**EXTRACT TO READ**.
▶

DVD & Blu-ray Reviews

Branded, Blu-ray (2012)

I'm undecided whether this is an outrageously pertinent film or pure drivel.

Published on January 13, 2013

Branded, Blu-ray (2012)

Cast: Ed Stoppard, Leelee Sobieski, Jeffrey Tambor, Max Von Sydow, John Laskowski
Written, Produced & Directed by: Jamie Bradsaw & Alexander Doulerain
Studio: Roadside Attractions/Lionsgate [1/15/13]
Video: 2.40:1 anamorphic/enhanced 1080p HD
Audio: DTS-HD MA 5.1
Subtitles: English, English SDH, Spanish
Extras: Commentary track by Writers/Directors, Trailers
Length: 106 min.
Rating: ** or ***** (unsure…)

“Unlock the truth behind the conspiracy” is one of the headlines of this most unusual film, billed as a sci-fi thriller, but I really don’t see much sci-fi about it. I can’t decide if it’s a perfect iconoclastic attack on the evils of advertising and capitalism, or if it’s a mess. It does take place in the near future, in a dystopian society in Moscow controlled by mega-brands. Some have seen its similarity to the ideas of The Matrix, John Carpenter’s They Live, and the French 99 Francs. And others think it is completely misunderstood by most viewers and its originality could be compared to Terry Gilliam’s Brazil. (In which Tom Stoppard was involved, this film stars Ed Stoppard; connection?)

Max Von Sydow plays a mega-marketing genius who foresees saving the slipping fast food industry by advertising and reality shows that make being fat the desired goal for everyone. He will start with Brazil, Kenya and Russia, and later expand to the rest of the world. The brands, whose ads are everywhere, include parodies such as “Burger,” and “Yepple.”  One vehicle is a popular reality show on the life of a likable but fat girl. Eventually she is subject to “extreme cosmetics” (plastic surgery), but ends up in a coma following the operation. This turns the populace against the marketers and things begin to go wrong.

◀

**TASK 1**. In the Branded review, condense the paragraph beginning "Max Von Sydow plays a mega-marketing genius" into a shorter paragraph that keeps its main facts.
**TASK 2**. Return everything in the Branded review from "Cast: Ed Stoppard, Leelee" down to "Length: 106 min.".
The material has no connection to the review above.

**GIVEN INFORMATION**.
▶

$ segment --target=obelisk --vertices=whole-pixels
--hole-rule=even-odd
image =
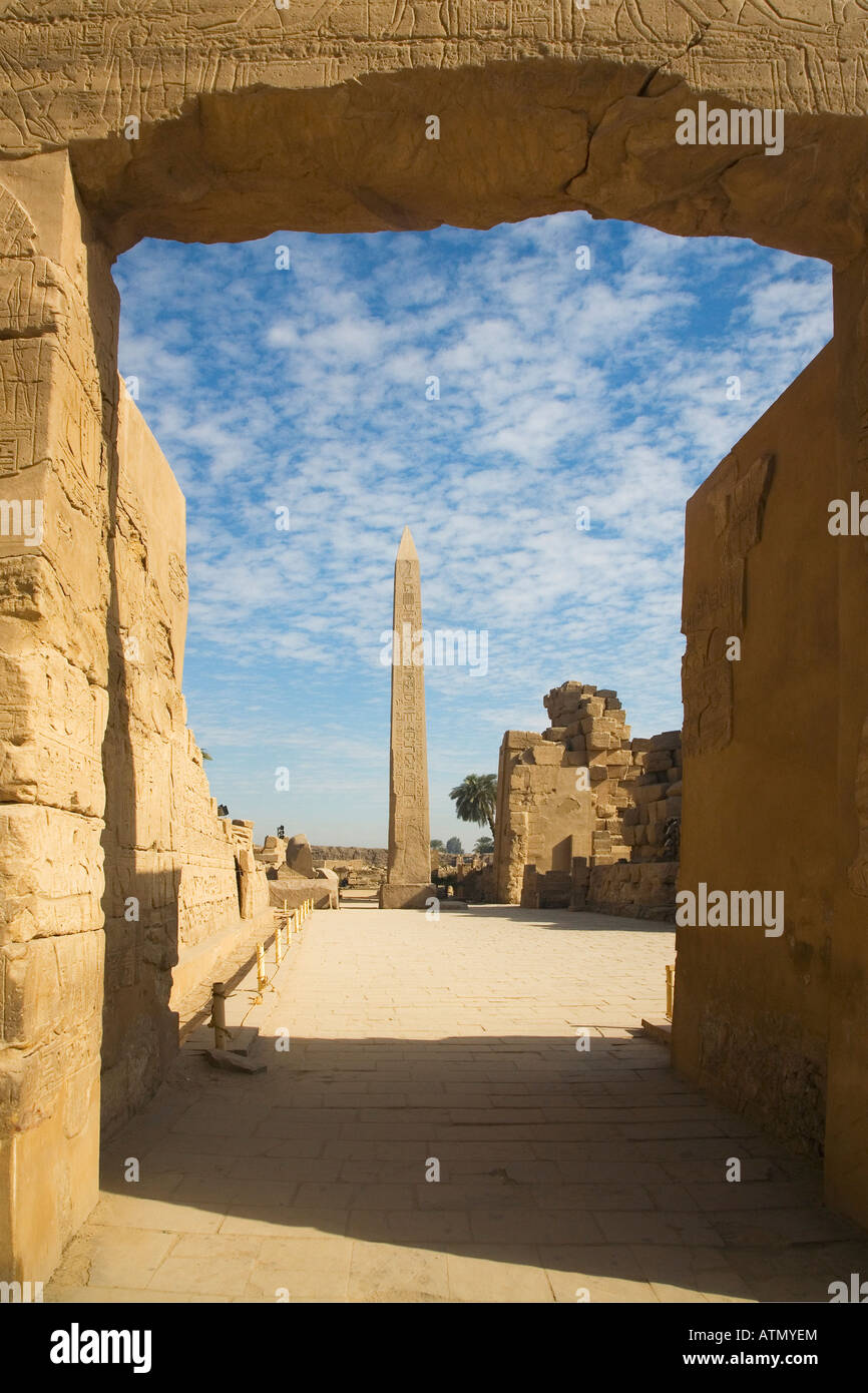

◀

**TASK OUTPUT 1**. Max Von Sydow plays a marketing genius who plans to save the declining fast food industry with ads and reality shows that make being fat everyone's goal, starting in Brazil, Kenya and Russia before expanding worldwide. Parody brands such as "Burger" and "Yepple" advertise everywhere. One reality show follows a likable fat girl who ends up in a coma after "extreme cosmetics" (plastic surgery). This turns the public against the marketers, and things begin to go wrong.

**TASK OUTPUT 2**.
Cast: Ed Stoppard, Leelee Sobieski, Jeffrey Tambor, Max Von Sydow, John Laskowski
Written, Produced & Directed by: Jamie Bradsaw & Alexander Doulerain
Studio: Roadside Attractions/Lionsgate [1/15/13]
Video: 2.40:1 anamorphic/enhanced 1080p HD
Audio: DTS-HD MA 5.1
Subtitles: English, English SDH, Spanish
Extras: Commentary track by Writers/Directors, Trailers
Length: 106 min.